— BEGIN ITEMS —

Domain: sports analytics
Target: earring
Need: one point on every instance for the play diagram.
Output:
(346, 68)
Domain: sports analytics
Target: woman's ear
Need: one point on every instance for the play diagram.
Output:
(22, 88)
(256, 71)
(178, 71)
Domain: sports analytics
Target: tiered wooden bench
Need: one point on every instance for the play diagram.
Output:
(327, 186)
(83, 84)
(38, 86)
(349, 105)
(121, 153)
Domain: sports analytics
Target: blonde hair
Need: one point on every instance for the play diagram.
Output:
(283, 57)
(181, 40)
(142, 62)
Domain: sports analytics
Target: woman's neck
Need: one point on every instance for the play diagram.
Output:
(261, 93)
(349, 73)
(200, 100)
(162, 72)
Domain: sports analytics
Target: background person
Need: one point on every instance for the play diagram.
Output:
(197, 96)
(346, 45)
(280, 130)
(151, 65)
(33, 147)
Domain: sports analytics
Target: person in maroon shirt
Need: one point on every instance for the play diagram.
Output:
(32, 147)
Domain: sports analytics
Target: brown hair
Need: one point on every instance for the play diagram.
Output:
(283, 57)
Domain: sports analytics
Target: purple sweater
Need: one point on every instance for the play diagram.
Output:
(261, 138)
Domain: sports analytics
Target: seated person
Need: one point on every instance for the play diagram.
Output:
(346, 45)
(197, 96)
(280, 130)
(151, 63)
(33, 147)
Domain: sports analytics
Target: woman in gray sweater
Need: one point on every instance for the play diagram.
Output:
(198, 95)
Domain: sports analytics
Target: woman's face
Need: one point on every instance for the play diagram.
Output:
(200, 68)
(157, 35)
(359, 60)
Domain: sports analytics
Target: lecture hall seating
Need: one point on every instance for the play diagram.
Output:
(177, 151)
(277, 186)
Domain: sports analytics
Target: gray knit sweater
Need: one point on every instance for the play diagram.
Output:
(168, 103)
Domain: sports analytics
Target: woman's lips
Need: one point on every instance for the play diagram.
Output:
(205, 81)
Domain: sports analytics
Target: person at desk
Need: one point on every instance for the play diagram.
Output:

— END ITEMS —

:: THE REQUEST ::
Every record above must be duplicated exactly.

:: SOLUTION TO THIS EXERCISE ::
Domain: sports analytics
Target: earring
Need: one point on every instance for the play diagram.
Output:
(346, 68)
Domain: sports analytics
Target: woman's ear
Need: one point on every instance for the play diagram.
Output:
(22, 88)
(256, 71)
(178, 71)
Domain: sports analytics
Target: tiered wooden bench
Need: one point on every instance for the play diagram.
Output:
(327, 186)
(83, 84)
(38, 86)
(349, 105)
(121, 153)
Domain: sports analytics
Target: blonde hair
Need: one point on every instance for the play diagram.
Output:
(283, 57)
(181, 40)
(142, 62)
Domain: sports analytics
Target: woman's neck
Need: one point on every instance for the play diagram.
Output:
(261, 93)
(349, 73)
(200, 100)
(162, 72)
Domain: sports analytics
Target: background person
Need: one point on every instance for the play diagram.
Output:
(197, 96)
(346, 45)
(280, 130)
(151, 65)
(33, 147)
Domain: sports analytics
Target: person in maroon shirt
Need: one point on every instance for the play diagram.
Output:
(32, 147)
Domain: sports analytics
Target: brown hair
Need: one point on every instance for the play diagram.
Output:
(283, 57)
Domain: sports analytics
Target: purple sweater
Need: one point on every instance for the play diagram.
Output:
(261, 138)
Domain: sports analytics
Target: seated person
Need: one point on every instance for the play diagram.
Output:
(346, 45)
(197, 96)
(280, 130)
(151, 63)
(33, 147)
Domain: sports analytics
Target: woman in gray sweater
Need: one point on every instance for the play diagram.
Output:
(198, 95)
Domain: sports analytics
Target: woman's face
Need: one point on every instance for the play diagram.
Output:
(200, 68)
(157, 35)
(359, 60)
Domain: sports analytics
Target: lecture hall seating
Need: one point on every instance for the play diagram.
Output:
(177, 151)
(277, 186)
Domain: sports analytics
Target: gray knit sweater
Need: one point on every instance for the play diagram.
Output:
(168, 103)
Domain: sports analytics
Target: woman's lips
Need: one point on every instance for the play diagram.
Output:
(205, 81)
Domain: sports analytics
Target: person at desk
Need: one point on every instance for the play diagram.
Output:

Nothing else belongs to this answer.